As a messaging platform, Kafka needs no introduction. Since its inception, it has virtually rewritten the book on event streaming and has catalyzed the adoption of the now household design patterns — microservices, event-sourcing, and CQRS.

Being such a godsend, it almost gets away with its notorious lack of tooling. You’d be hard-pressed to find a developer who hasn’t at one time looked at the built-in CLI tools, cupped their face and uttered: “Is this it? Are you kidding me?”

What’s Out There

With the popularity of Kafka, it’s no surprise that several commercial vendors have jumped on the opportunity to monetize Kafka’s apparent lack of tooling by offering their own. Kafka ToolLandoop, and KaDeck are some examples, but they’re all for personal use only unless you’re willing to pay. (And it’s not to say that you shouldn’t, au contraire, but that’s rather beside the point.)

Any non-trivial use in a commercial setting would be a violation of their licensing terms. It’s one thing using them at home for tutorials or personal projects; when you’re using a commercial tool without the appropriate license, you are putting your employer at risk of litigation and playing Russian Roulette with your career.

But what about open-source?

When it comes to Kafka topic viewers and web UIs, the go-to open-source tool is Kafdrop. With 800K Docker pulls at the time of writing, and growing at a rate of 10K pulls/day, there aren’t many Kafka tools that have enjoyed this level of adoption. And there’s a reason behind that: Kafdrop does an amazing job of filling the apparent gaps in the observability tooling of Kafka, solving problems that the community has been pointing out for too long.

Kafdrop is an Apache 2.0 licensed project, like Apache Kafka itself. So it’s won’t cost you a penny. If you haven’t used it yet, you probably ought to. So let’s take a deeper look.

What Can It Do?

  • View Kafka brokers — topic and partition assignments, and controller status
  • View topics — partition count, replication status, and custom configuration
  • Browse messages — JSON, plain text and Avro encoding
  • View consumer groups — per-partition parked offsets, combined and per-partition lag
  • Create new topics
  • View ACLs

Getting Started

The Kafdrop web UI project is hosted on GitHub at obsidiandynamics/kafdrop.

There’s a couple of options at your disposal. You could show a little bravery by cloning the repository and building from source. It’s a Java (JDK 11) Spring Boot project, and you can build it with a single Maven command, providing you have the JDK installed.

If you want to go down this path, the repo’s 

README.md
 file will guide you through the steps. For now, let's take the easy way — Docker. (I sure would.)

Launching Kafdrop

Docker images are hosted on DockerHub. Images are tagged with the Kafdrop release number. The 

latest
 tag points to the latest stable release.

To launch the container in the foreground, run the following command:

docker run -it --rm -p 9000:9000 \
    -e KAFKA_BROKERCONNECT=<host:port,host:port> \
    obsidiandynamics/kafdrop

The 

KAFKA_BROKERCONNECT
 environment variable must be set to the bootstrap list of brokers.

- EXTRACTED INFORMATION
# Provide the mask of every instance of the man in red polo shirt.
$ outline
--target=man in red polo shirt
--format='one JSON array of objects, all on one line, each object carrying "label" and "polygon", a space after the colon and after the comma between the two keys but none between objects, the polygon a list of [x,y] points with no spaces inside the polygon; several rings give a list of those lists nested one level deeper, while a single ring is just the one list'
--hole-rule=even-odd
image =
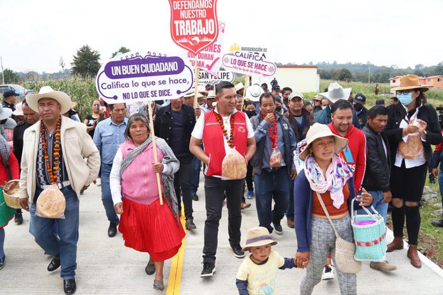
[{"label": "man in red polo shirt", "polygon": [[[240,245],[242,223],[240,204],[245,179],[222,179],[222,163],[231,149],[230,146],[234,147],[240,154],[244,155],[248,161],[255,151],[255,139],[252,125],[246,114],[235,109],[236,100],[237,93],[233,84],[227,82],[218,84],[216,88],[217,106],[211,111],[202,114],[198,118],[190,144],[191,152],[206,164],[206,220],[202,277],[212,276],[215,271],[219,221],[222,218],[225,191],[230,248],[236,257],[245,257]],[[231,136],[231,132],[233,137]],[[200,147],[202,142],[204,150]]]}]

- SET TASK
In the Kafdrop article, under what license is the Kafdrop project released? Rely only on the Kafdrop article for this.

- OUTPUT BELOW
Kafdrop is released under the Apache 2.0 license.